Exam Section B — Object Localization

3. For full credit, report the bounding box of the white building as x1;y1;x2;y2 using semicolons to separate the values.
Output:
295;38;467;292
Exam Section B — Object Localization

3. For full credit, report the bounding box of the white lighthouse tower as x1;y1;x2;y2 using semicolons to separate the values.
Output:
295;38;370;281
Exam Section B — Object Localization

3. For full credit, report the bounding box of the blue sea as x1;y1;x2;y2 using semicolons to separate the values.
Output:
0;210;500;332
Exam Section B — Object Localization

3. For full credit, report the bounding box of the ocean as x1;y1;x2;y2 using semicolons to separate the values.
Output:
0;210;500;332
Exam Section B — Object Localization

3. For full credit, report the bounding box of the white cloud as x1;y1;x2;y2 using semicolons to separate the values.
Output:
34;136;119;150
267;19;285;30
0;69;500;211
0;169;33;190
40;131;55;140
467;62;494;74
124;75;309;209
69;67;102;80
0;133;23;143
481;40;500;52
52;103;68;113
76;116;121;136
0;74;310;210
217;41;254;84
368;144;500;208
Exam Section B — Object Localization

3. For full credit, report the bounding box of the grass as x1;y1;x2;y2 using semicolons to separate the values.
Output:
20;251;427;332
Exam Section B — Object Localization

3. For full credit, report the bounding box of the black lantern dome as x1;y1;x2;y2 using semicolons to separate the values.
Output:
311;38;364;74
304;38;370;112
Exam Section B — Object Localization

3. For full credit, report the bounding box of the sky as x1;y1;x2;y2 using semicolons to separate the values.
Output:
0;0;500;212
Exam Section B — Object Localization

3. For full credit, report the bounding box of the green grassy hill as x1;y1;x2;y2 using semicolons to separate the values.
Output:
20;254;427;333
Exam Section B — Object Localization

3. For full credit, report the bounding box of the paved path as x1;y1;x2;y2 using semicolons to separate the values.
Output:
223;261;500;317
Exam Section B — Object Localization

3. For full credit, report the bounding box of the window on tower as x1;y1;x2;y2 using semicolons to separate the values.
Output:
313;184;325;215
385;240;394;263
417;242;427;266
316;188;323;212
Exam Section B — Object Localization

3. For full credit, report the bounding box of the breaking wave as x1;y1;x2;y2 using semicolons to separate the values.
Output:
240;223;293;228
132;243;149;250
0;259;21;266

Required task
Can you convert everything from the start of the lines above down to the line containing "295;38;467;292" into a Markdown table with the columns Row and Line, leaving out blank lines?

Answer to the task
| Row | Line |
|---|---|
| 1 | Exam Section B — Object Localization |
| 2 | 3. For full credit, report the bounding box of the white building as x1;y1;x2;y2 using semicolons to separate the values. |
| 3 | Output: |
| 4 | 295;38;467;292 |